### TEXT

Hmm, apparently I've miscalculated the ranges...

Can you please check with the below patch on top of this series:

diff --git a/arch/arm/mm/init.c b/arch/arm/mm/init.c
index bb678c0ba143..2fafbbc8e73b 100644
--- a/arch/arm/mm/init.c
+++ b/arch/arm/mm/init.c
@@ -138,8 +138,9 @@ int pfn_valid(unsigned long pfn)
 	 * memory chunk there still will be a memory map entry for it
 	 * because we round freed memory map to the pageblock boundaries
 	 */
-	if (memblock_is_map_memory(ALIGN(addr + 1, pageblock_size)) ||
-	    memblock_is_map_memory(ALIGN_DOWN(addr, pageblock_size)))
+	if (memblock_overlaps_region(&memblock.memory,
+				     ALIGN_DOWN(addr, pageblock_size),
+				     pageblock_size);
 		return 1;
 
 	return 0;
Kefeng Wang May 19, 2021, 1:50 a.m. UTC | #5
On 2021/5/18 23:52, Mike Rapoport wrote:
> On Tue, May 18, 2021 at 08:49:43PM +0800, Kefeng Wang wrote:
>>
>>
>> On 2021/5/18 17:06, Mike Rapoport wrote:
>>> From: Mike Rapoport <rppt@linux.ibm.com>
>>>
>>> When unused memory map is freed the preserved part of the memory map is
>>> extended to match pageblock boundaries because lots of core mm
>>> functionality relies on homogeneity of the memory map within pageblock
>>> boundaries.
>>>
>>> Since pfn_valid() is used to check whether there is a valid memory map
>>> entry for a PFN, make it return true also for PFNs that have memory map
>>> entries even if there is no actual memory populated there.
>>>
>>> Signed-off-by: Mike Rapoport <rppt@linux.ibm.com>
>>> ---
>>>    arch/arm/mm/init.c | 15 ++++++++++++++-
>>>    1 file changed, 14 insertions(+), 1 deletion(-)

######

**EXERCISES TO COMPLETE**
a. What date-and-time stamps appear in the mailing-list thread on the arm pfn_valid() patch?
b. Can you extend the mailing-list thread on the arm pfn_valid() patch from the point where it stops?

### ENTRIES SHOWN

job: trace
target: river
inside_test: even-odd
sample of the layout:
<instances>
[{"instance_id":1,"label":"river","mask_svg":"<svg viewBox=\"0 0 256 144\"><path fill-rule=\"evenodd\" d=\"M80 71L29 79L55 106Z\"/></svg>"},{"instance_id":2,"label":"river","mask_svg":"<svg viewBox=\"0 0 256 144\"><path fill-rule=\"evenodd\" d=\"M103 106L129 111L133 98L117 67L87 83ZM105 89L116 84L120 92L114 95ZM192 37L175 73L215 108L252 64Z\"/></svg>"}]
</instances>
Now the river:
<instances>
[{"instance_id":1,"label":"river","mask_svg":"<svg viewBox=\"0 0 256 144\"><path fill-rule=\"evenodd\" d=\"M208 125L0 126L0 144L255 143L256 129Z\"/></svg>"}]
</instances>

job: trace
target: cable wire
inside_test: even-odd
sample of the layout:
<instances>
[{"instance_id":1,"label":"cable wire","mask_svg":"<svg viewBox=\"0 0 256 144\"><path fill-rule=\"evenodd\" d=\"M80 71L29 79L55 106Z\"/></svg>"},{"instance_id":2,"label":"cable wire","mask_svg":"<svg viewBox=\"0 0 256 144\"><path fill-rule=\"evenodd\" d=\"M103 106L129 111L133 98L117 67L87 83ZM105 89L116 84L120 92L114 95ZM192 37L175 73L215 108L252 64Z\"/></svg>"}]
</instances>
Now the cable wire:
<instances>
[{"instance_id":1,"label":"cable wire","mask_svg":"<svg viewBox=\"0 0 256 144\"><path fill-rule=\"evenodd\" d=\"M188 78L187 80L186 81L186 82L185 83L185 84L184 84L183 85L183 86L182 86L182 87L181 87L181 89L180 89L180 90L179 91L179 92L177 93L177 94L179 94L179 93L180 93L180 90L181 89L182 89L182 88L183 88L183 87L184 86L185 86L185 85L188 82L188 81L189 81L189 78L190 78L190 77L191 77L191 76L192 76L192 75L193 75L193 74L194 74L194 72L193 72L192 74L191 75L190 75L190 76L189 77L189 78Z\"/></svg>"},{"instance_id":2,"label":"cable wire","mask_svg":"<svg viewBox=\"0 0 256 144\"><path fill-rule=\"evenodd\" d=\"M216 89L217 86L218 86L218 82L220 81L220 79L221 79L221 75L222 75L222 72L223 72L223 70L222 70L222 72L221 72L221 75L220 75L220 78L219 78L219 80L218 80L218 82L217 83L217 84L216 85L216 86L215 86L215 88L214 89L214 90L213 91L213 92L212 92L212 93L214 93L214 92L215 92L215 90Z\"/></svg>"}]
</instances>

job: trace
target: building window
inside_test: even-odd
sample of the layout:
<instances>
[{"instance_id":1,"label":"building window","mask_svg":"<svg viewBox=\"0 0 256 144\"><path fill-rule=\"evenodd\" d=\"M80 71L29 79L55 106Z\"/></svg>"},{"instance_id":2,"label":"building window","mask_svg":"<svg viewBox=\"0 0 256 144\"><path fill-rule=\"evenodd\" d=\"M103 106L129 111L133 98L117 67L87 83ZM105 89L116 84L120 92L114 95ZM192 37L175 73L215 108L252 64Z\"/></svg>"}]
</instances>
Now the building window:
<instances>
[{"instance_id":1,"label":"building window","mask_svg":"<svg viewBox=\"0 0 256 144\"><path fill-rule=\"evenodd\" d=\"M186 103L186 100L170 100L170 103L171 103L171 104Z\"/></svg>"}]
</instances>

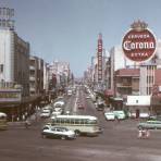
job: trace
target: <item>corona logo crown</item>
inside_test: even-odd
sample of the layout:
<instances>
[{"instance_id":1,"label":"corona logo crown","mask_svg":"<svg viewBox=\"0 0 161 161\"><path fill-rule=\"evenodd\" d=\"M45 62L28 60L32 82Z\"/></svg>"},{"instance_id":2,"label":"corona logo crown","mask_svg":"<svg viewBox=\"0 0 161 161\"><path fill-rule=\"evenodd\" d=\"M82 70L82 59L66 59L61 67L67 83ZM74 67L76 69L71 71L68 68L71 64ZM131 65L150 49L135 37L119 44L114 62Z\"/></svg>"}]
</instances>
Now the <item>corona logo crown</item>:
<instances>
[{"instance_id":1,"label":"corona logo crown","mask_svg":"<svg viewBox=\"0 0 161 161\"><path fill-rule=\"evenodd\" d=\"M137 32L140 32L140 30L146 29L148 27L148 24L138 20L138 21L134 22L131 25L131 27Z\"/></svg>"}]
</instances>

######

**TASK-BY-TASK ANSWERS**
a.
- May 19, 2021, 1:50 a.m. UTC
- 2021/5/18 23:52
- Tue, May 18, 2021 at 08:49:43PM +0800
- 2021/5/18 17:06

b.
>>>
>>> diff --git a/arch/arm/mm/init.c b/arch/arm/mm/init.c
>>> index 9d4744a632c6..bb678c0ba143 100644
>>> --- a/arch/arm/mm/init.c
>>> +++ b/arch/arm/mm/init.c
>>> @@ -125,11 +125,24 @@ static void __init zone_sizes_init(unsigned long min, unsigned long max_low,
>>>    int pfn_valid(unsigned long pfn)
>>>    {
>>>    	phys_addr_t addr = __pfn_to_phys(pfn);
>>> +	unsigned long pageblock_size = PAGE_SIZE * pageblock_nr_pages;
>>>    	if (__phys_to_pfn(addr) != pfn)
>>>    		return 0;
>>> -	return memblock_is_map_memory(addr);
>>> +	if (memblock_is_map_memory(addr))
>>> +		return 1;
>>> +
>>> +	/*
>>> +	 * If address less than pageblock_size bytes away from a present
>>> +	 * memory chunk there still will be a memory map entry for it
>>> +	 * because we round freed memory map to the pageblock boundaries
>>> +	 */
>>> +	if (memblock_is_map_memory(ALIGN(addr + 1, pageblock_size)) ||
>>> +	    memblock_is_map_memory(ALIGN_DOWN(addr, pageblock_size)))
>>> +		return 1;
>>
>> Hi Mike, with patch3, the system won't boot.
> 
> Hmm, apparently I've miscalculated the ranges...
> 
> Can you please check with the below patch on top of this series:

Yes, it works,

On node 0 totalpages: 311551
   Normal zone: 1230 pages used for memmap
   Normal zone: 0 pages reserved
   Normal zone: 157440 pages, LIFO batch:31
   Normal zone: 17152 pages in unavailable ranges
   HighMem zone: 154111 pages, LIFO batch:31
   HighMem zone: 513 pages in unavailable ranges

and the oom testcase could pass.

Tested-by: Kefeng Wang <wangkefeng.wang@huawei.com>


There is memblock_is_region_reserved(check if a region intersects 
reserved memory), it also checks the size, should we add a similar func?

> 
> diff --git a/arch/arm/mm/init.c b/arch/arm/mm/init.c
> index bb678c0ba143..2fafbbc8e73b 100644
> --- a/arch/arm/mm/init.c
> +++ b/arch/arm/mm/init.c
> @@ -138,8 +138,9 @@ int pfn_valid(unsigned long pfn)
>   	 * memory chunk there still will be a memory map entry for it
>   	 * because we round freed memory map to the pageblock boundaries
>   	 */
> -	if (memblock_is_map_memory(ALIGN(addr + 1, pageblock_size)) ||
> -	    memblock_is_map_memory(ALIGN_DOWN(addr, pageblock_size)))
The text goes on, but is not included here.